[start Records for the task]

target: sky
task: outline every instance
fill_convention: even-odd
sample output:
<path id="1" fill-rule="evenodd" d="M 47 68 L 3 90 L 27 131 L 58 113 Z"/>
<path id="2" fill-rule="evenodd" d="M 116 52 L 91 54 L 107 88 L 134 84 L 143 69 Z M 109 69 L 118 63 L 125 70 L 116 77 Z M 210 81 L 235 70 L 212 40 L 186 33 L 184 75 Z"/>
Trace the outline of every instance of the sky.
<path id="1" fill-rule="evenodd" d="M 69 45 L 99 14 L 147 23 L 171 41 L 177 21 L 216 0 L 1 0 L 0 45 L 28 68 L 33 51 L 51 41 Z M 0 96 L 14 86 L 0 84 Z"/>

[end Records for the task]
[start Records for the task]

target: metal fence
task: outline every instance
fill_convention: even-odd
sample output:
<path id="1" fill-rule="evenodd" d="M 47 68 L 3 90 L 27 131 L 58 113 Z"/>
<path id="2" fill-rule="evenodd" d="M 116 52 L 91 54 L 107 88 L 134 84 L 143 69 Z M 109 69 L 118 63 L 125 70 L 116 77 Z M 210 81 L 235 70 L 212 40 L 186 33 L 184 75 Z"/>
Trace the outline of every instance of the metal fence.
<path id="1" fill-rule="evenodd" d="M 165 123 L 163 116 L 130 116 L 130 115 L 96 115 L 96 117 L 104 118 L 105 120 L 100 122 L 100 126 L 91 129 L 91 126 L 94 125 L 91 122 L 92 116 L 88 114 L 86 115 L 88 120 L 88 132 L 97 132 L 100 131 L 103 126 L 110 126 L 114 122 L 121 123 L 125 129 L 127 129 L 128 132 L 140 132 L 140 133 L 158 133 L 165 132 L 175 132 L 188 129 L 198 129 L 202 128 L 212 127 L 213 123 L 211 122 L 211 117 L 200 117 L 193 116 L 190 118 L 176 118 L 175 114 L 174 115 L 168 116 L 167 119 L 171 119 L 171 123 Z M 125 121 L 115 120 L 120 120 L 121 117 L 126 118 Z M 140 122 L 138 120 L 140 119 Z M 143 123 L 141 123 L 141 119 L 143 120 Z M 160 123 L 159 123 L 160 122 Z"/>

[end Records for the task]

[Written problem]: Count the lines in the data above that contain the string "fence", treating uppercase and lowercase as different. Give only the number.

[Written response]: 2